* Exercise brief
Copy the records below, swapping every "scouting log" for "field notebook" and leaving everything else as it is.

## Start

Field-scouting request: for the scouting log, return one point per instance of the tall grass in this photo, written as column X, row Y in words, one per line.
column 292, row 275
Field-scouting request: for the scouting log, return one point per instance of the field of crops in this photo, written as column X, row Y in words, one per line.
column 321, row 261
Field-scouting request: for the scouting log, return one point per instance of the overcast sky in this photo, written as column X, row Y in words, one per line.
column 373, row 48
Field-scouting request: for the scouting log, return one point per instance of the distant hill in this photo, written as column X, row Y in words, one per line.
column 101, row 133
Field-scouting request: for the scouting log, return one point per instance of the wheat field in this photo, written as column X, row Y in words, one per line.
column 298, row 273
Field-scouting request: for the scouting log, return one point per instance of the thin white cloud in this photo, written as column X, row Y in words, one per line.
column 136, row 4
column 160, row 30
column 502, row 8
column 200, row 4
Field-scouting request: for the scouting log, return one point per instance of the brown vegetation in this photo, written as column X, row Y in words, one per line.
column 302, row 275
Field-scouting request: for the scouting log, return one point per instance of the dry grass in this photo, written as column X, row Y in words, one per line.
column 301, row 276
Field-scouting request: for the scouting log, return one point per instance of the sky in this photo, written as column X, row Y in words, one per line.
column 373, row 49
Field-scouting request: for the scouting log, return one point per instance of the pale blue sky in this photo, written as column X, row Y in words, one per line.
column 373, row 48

## End

* The result
Field-scouting request: for the field notebook, return one point per instance of the tall grass in this photo, written as column X, row Y in words, one per line.
column 292, row 275
Field-scouting request: for the field notebook, return one point per instance of the field of crops in this photo, written as column X, row Y in words, one per line.
column 321, row 261
Field-scouting request: for the field notebook, return one point per instance of the overcast sky in this photo, written as column X, row Y in words, one per line.
column 373, row 48
Field-scouting request: for the field notebook, return one point per instance of the distant hill in this photo, written as column X, row Y in words, one per line.
column 101, row 133
Field-scouting request: for the field notebook, return one point per instance of the wheat field in this photo, written as column X, row Y in words, one per line.
column 298, row 273
Field-scouting request: for the field notebook, return one point per instance of the thin white cloud in this photo, written as column X, row Y in words, one per line.
column 136, row 4
column 160, row 30
column 502, row 8
column 200, row 4
Field-scouting request: for the field notebook, return one point per instance of the brown vegetation in this photo, written as column X, row Y in words, one per line.
column 302, row 275
Field-scouting request: for the field notebook, return one point per instance of the dry grass in this photo, written as column X, row Y in words, one per line.
column 301, row 276
Field-scouting request: for the field notebook, return one point per instance of the sky in this photo, written as column X, row Y in words, one per line.
column 373, row 49
Field-scouting request: for the field notebook, return one point per instance of the pale blue sky in this photo, written as column X, row Y in words, one per line.
column 373, row 48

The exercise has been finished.